Records from a data collection
★ ★ ★ ★ ★ ★ ★

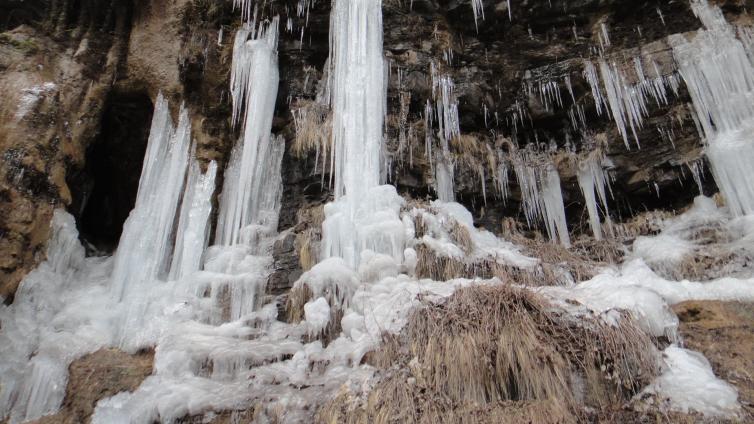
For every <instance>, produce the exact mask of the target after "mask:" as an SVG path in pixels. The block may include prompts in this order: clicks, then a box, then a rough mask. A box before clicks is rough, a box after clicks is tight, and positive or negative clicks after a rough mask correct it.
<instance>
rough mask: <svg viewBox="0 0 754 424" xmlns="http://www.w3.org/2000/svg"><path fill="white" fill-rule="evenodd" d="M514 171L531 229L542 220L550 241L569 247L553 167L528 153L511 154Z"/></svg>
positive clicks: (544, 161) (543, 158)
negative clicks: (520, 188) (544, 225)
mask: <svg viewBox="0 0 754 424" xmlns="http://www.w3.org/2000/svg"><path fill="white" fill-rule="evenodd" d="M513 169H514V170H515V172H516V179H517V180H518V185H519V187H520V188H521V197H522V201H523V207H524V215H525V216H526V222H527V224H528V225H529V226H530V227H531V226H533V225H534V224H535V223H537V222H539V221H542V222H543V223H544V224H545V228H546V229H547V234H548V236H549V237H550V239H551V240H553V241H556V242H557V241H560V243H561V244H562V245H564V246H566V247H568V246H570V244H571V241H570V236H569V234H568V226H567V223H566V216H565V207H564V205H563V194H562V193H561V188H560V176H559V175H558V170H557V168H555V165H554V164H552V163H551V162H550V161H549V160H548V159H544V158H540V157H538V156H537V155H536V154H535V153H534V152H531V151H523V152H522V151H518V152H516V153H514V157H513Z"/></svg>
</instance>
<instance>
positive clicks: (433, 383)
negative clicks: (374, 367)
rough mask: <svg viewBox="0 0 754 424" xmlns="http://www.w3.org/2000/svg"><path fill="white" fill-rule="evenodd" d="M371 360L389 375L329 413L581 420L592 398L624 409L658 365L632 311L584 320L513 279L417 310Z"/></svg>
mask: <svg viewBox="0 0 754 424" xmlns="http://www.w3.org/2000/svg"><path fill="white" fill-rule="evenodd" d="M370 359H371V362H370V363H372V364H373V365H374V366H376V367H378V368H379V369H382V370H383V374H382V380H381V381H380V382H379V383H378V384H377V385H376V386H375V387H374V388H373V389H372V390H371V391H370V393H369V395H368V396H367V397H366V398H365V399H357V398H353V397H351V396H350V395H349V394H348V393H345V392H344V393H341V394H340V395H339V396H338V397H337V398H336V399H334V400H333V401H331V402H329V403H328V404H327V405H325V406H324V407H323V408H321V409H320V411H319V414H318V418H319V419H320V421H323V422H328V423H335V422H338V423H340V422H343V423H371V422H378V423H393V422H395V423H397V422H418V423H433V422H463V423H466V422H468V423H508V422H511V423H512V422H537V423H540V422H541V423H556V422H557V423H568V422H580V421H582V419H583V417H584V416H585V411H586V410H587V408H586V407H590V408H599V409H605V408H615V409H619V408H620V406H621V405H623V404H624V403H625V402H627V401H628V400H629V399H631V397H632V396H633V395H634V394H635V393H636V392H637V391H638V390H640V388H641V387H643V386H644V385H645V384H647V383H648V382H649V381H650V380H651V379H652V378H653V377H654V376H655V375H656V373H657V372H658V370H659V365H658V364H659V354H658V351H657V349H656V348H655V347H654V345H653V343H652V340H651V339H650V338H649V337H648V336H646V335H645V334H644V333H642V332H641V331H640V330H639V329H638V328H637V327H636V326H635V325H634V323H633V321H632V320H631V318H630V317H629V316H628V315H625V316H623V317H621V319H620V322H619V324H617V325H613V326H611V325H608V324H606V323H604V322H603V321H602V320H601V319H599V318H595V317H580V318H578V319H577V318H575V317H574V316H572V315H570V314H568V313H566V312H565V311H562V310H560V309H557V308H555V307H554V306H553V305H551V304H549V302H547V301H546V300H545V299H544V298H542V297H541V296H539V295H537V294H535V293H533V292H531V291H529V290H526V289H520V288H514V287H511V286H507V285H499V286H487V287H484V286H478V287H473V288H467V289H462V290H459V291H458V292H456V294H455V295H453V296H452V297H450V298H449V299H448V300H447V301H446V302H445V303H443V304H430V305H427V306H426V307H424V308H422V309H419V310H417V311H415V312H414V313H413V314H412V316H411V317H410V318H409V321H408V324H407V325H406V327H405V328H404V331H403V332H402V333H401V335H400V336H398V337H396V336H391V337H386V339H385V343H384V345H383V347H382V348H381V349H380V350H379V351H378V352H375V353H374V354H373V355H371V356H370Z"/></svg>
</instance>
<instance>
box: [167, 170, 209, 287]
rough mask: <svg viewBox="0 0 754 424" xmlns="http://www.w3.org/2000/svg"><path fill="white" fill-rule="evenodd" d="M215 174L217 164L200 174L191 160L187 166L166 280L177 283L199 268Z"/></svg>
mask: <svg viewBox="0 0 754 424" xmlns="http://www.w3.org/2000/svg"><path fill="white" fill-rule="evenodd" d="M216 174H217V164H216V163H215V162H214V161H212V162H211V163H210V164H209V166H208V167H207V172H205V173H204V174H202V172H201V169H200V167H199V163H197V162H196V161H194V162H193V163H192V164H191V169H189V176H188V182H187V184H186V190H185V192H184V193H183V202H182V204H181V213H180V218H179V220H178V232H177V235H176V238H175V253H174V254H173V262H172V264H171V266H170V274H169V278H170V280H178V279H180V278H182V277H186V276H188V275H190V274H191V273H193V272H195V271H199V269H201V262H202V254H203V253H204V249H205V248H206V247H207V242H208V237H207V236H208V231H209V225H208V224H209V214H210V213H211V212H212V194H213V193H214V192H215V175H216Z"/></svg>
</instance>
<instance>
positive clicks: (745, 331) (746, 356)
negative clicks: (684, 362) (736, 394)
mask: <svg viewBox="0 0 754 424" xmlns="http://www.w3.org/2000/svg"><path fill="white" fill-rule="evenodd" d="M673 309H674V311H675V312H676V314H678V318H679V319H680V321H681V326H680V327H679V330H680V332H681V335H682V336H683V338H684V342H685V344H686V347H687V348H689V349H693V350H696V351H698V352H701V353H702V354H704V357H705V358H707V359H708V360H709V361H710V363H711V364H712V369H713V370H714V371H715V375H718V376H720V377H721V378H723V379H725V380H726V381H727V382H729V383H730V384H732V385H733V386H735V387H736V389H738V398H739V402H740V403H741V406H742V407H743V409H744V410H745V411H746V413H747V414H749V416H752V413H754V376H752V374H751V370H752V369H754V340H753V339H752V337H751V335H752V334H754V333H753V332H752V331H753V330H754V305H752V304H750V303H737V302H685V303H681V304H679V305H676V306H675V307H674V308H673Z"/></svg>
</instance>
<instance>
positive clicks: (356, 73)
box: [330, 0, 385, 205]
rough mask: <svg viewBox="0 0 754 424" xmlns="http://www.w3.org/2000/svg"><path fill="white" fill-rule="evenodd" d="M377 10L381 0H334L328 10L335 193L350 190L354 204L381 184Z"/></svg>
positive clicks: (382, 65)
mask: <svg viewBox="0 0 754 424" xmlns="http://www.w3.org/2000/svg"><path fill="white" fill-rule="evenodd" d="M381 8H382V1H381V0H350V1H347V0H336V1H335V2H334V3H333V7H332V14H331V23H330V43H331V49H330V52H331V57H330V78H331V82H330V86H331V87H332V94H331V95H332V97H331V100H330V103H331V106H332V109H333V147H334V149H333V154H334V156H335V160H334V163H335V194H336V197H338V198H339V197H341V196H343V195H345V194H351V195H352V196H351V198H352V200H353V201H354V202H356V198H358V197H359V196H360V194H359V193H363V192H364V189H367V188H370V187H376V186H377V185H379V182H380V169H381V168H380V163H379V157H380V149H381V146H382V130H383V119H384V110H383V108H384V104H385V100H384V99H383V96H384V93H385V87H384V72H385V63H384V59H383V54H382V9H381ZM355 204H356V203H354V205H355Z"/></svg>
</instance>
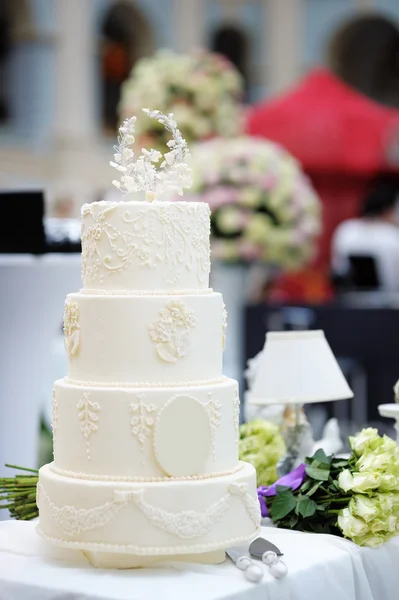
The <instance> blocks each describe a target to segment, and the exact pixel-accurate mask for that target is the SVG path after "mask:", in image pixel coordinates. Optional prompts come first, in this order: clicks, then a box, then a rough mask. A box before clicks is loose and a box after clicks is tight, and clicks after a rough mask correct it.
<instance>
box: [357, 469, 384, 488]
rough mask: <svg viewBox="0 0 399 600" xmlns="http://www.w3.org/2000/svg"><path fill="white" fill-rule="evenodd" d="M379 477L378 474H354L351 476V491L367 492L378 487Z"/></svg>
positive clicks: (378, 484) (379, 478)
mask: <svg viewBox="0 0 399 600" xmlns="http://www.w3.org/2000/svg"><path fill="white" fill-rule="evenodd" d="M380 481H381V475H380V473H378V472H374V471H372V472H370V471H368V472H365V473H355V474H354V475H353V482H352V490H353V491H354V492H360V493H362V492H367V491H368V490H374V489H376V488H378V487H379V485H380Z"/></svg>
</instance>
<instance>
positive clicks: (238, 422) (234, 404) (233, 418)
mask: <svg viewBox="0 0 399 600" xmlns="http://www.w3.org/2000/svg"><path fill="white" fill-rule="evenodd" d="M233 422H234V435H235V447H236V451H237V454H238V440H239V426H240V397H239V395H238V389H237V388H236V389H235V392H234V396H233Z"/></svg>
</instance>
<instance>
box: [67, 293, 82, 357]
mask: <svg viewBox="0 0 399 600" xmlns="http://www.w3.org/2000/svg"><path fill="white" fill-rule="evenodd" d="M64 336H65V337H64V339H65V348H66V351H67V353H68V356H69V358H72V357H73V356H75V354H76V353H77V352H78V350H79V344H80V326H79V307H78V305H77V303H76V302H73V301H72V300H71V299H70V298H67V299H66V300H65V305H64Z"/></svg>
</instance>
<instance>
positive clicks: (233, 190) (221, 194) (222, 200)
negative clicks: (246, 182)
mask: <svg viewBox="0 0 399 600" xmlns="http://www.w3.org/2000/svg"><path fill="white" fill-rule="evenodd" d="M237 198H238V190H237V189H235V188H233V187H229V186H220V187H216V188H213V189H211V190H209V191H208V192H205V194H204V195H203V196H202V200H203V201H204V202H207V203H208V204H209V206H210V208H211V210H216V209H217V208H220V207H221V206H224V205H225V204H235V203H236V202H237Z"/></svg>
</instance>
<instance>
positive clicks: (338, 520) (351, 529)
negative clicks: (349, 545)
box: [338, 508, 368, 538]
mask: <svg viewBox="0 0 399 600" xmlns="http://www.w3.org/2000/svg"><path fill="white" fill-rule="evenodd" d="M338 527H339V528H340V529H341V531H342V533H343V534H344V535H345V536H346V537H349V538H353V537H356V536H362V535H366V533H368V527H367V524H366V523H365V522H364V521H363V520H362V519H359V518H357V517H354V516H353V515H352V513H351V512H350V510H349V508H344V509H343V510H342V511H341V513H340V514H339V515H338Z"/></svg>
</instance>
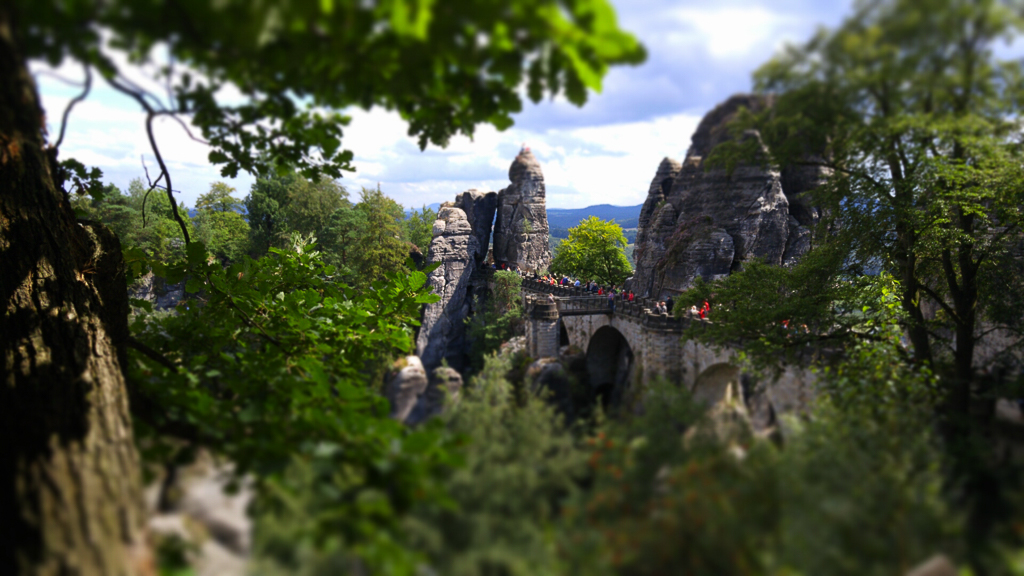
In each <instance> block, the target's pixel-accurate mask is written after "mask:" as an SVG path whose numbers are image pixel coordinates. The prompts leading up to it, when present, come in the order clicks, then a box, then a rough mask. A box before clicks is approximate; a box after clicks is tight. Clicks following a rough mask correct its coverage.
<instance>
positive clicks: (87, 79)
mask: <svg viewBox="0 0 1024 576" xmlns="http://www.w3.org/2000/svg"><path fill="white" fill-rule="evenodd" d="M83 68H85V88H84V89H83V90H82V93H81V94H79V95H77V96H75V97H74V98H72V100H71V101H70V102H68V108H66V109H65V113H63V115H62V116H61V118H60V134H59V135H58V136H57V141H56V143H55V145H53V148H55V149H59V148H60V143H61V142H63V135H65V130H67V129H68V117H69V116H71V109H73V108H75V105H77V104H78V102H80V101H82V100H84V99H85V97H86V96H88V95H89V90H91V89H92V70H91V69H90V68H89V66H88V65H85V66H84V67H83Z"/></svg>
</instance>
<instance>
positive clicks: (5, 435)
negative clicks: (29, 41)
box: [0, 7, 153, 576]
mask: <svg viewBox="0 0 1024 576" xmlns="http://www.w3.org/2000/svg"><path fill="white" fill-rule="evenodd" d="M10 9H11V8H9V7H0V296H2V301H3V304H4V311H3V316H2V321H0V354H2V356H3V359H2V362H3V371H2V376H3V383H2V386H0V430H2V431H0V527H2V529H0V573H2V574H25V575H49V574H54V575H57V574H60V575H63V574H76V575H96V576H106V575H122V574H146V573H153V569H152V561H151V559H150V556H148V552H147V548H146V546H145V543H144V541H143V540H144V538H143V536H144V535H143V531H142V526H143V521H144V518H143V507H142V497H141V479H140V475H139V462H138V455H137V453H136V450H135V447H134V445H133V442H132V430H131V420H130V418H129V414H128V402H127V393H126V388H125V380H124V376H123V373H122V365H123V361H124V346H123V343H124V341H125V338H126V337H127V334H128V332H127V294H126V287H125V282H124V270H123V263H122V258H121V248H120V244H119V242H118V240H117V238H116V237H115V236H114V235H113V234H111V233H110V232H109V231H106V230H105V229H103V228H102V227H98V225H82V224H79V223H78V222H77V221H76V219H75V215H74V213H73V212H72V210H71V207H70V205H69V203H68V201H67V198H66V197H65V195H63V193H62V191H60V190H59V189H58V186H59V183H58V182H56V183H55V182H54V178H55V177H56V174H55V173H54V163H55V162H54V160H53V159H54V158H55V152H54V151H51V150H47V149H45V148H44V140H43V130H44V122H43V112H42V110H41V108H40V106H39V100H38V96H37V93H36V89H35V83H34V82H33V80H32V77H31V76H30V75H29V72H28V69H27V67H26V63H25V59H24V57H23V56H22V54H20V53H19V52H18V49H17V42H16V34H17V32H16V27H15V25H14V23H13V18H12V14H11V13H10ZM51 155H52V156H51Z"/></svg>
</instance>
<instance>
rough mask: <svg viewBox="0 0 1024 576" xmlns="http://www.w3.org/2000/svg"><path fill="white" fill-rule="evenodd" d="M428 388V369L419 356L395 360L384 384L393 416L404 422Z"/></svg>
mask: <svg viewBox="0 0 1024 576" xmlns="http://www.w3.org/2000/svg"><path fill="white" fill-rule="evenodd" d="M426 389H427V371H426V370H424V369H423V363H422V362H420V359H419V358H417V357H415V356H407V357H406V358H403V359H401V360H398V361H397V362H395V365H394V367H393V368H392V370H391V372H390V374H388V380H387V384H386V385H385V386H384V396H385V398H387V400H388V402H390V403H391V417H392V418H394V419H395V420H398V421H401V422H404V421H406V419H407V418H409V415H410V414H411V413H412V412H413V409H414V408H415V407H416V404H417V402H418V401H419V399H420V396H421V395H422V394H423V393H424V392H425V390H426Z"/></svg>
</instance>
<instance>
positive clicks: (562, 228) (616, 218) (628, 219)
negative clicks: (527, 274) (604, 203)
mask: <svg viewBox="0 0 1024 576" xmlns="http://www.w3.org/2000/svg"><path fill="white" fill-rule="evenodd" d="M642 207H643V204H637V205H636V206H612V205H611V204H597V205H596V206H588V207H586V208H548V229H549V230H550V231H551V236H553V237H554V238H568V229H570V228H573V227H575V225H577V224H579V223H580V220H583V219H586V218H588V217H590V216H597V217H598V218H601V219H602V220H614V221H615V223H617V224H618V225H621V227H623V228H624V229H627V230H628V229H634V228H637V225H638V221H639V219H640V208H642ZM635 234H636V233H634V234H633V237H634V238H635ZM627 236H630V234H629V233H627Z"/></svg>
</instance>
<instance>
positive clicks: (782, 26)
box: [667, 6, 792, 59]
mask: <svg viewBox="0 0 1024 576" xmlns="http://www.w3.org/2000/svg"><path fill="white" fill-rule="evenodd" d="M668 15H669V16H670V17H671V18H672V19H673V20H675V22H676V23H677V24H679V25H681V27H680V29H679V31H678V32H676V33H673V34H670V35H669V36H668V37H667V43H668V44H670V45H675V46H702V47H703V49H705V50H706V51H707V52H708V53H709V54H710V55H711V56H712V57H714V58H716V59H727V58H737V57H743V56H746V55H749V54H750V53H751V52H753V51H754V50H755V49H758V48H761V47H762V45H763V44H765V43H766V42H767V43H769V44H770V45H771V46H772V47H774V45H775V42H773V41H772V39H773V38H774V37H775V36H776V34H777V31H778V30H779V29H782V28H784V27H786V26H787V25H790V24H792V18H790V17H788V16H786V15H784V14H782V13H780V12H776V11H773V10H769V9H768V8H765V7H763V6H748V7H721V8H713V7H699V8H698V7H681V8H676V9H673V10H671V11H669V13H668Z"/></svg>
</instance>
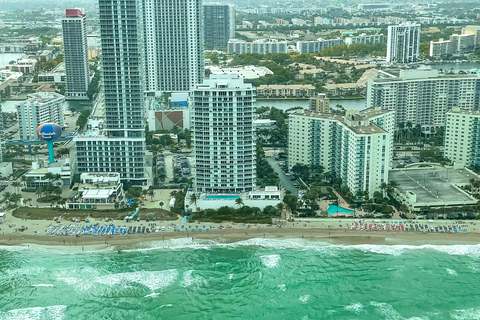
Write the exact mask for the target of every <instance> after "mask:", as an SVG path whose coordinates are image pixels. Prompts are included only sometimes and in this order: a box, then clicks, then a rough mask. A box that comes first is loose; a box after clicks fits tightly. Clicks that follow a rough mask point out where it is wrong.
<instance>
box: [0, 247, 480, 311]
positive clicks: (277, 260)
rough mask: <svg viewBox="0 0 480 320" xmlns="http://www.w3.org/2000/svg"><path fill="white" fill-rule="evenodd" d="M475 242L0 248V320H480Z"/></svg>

★ ★ ★ ★ ★ ★ ★

> _Your assignment_: Read the entries above and find each line holding the word "exact". Copy it out.

> _Exercise result_:
For every <instance>, produce the exact mask of the target after "mask:" as an SVG path in pixels. The block may include prompts in this order: clicks, then a box, then a rough mask. A box before clicks is rough, a box after clicks is tight, and positive or negative clicks after a rough mask correct it.
The <instance> blocks each describe a target to segment, and the exact pixel-accurate mask for that target is the SVG path after "mask:", in image pixel coordinates. Optional prompts come first, in this order: clicks, then a box, then a rough mask. A box before clicks is loose and a box after clicks is tight, and clicks after a rough mask correct it.
Write the exact mask for the target of every <instance> after "mask:", as an SVG path whose coordinates are image pixels. Prompts are included only sometimes and in this order: a box, then clicks, then a rough mask. A box that comes first is loose; a box after clicks fits tightly. Clicks that follow a rough mask point out where it is wrong.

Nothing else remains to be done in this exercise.